▸ **Set exercise**: Render every line of the material below as a Markdown table with the columns Row and Line, numbering each row and omitting blank lines.

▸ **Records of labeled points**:
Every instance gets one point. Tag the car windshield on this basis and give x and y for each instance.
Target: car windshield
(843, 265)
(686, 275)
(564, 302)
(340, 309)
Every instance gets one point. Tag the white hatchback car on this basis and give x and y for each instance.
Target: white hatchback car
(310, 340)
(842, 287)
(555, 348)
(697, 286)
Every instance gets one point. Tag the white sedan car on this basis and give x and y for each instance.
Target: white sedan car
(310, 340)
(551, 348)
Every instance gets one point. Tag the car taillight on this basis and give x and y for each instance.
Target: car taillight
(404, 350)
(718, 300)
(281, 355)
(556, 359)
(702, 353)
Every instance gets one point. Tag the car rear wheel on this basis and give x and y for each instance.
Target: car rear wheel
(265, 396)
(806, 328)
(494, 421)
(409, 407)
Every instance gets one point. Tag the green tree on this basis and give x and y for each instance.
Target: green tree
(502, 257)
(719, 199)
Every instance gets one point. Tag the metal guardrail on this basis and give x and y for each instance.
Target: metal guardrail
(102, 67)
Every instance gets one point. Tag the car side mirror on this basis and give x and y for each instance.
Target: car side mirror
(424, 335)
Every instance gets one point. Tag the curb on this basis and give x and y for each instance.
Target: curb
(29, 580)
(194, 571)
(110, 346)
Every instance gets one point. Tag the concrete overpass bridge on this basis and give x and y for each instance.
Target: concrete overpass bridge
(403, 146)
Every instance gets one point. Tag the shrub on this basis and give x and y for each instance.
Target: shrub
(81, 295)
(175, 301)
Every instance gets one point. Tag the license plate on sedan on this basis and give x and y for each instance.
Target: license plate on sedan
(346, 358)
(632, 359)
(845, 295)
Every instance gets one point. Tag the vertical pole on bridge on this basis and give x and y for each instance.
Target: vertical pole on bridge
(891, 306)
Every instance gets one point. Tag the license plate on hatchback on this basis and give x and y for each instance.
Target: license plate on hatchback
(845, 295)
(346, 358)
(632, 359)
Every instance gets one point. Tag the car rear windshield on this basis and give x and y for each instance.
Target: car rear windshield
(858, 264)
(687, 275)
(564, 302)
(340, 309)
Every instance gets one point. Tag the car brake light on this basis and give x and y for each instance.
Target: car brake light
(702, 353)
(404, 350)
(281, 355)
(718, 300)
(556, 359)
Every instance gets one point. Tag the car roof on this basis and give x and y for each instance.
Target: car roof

▸ **Response to this task**:
| Row | Line |
|---|---|
| 1 | Every instance gets one point. Tag the car windshield on this basis and give x and y for each instance. |
| 2 | Target: car windshield |
| 3 | (843, 265) |
| 4 | (686, 275) |
| 5 | (564, 302) |
| 6 | (340, 309) |
| 7 | Every instance gets one point. Tag the white hatchback car on this basis and give x and y for each instance. |
| 8 | Target: white hatchback car |
| 9 | (310, 340) |
| 10 | (842, 287) |
| 11 | (555, 348) |
| 12 | (697, 286) |
| 13 | Every instance gets one point. Tag the white sedan car on this basis and give x and y for each instance. |
| 14 | Target: white sedan car |
| 15 | (310, 340) |
| 16 | (551, 348) |
| 17 | Every instance gets one point. Tag the car taillight on this basis and give x and y for each instance. |
| 18 | Target: car taillight |
| 19 | (404, 350) |
| 20 | (718, 300) |
| 21 | (281, 355) |
| 22 | (556, 359) |
| 23 | (702, 353) |
| 24 | Every instance gets one point. Tag the car rear wheel on this basis and give x and y for each instance. |
| 25 | Target: car rear wheel |
| 26 | (265, 396) |
| 27 | (806, 328) |
| 28 | (494, 421) |
| 29 | (409, 407) |
| 30 | Every instance gets one point. Tag the green tree on this basis and give x and y for each instance. |
| 31 | Target: green tree |
| 32 | (502, 257) |
| 33 | (719, 199) |
| 34 | Every instance gets one point. Tag the metal guardrail on this basis and give x and y for each instance. |
| 35 | Target: metal guardrail |
| 36 | (102, 67) |
| 37 | Every instance gets one point. Tag the car side mirror on this basis and give x and y for each instance. |
| 38 | Target: car side mirror |
| 39 | (424, 335) |
| 40 | Every instance gets one point. Tag the curb on this basis and give x and y for each instance. |
| 41 | Target: curb |
| 42 | (29, 580) |
| 43 | (194, 571) |
| 44 | (110, 346) |
| 45 | Every instance gets one point. Tag the concrete overpass bridge on this basis and give x and y for each instance. |
| 46 | Target: concrete overpass bridge |
| 47 | (403, 146) |
| 48 | Every instance gets one point. Tag the shrub on this basis and give x and y for each instance. |
| 49 | Target: shrub |
| 50 | (81, 295) |
| 51 | (175, 301) |
| 52 | Every instance gets one point. Tag the license plate on sedan on this basis and give x and y for each instance. |
| 53 | Target: license plate on sedan |
| 54 | (346, 358) |
| 55 | (632, 359) |
| 56 | (845, 295) |
| 57 | Every instance gets one point. Tag the vertical pole on bridge on this basis and give x and y for each instance. |
| 58 | Target: vertical pole on bridge |
| 59 | (891, 306) |
| 60 | Every instance gets one point. Tag the license plate on hatchback on this basis and give x and y for each instance. |
| 61 | Target: license plate on hatchback |
| 62 | (845, 295) |
| 63 | (346, 358) |
| 64 | (632, 359) |
| 65 | Every instance gets one point. Tag the car rear windshield on this basis and give x and y for each instance. |
| 66 | Target: car rear windshield |
| 67 | (858, 264) |
| 68 | (687, 275) |
| 69 | (564, 302) |
| 70 | (340, 309) |
| 71 | Every instance gets one point. Tag the car brake light on this basis and give x and y for each instance. |
| 72 | Target: car brake light |
| 73 | (702, 353) |
| 74 | (404, 350) |
| 75 | (281, 355) |
| 76 | (718, 300) |
| 77 | (556, 359) |
| 78 | Every instance gets one point. Tag the car roof on this basis and give x and y for each instance. |
| 79 | Target: car roof |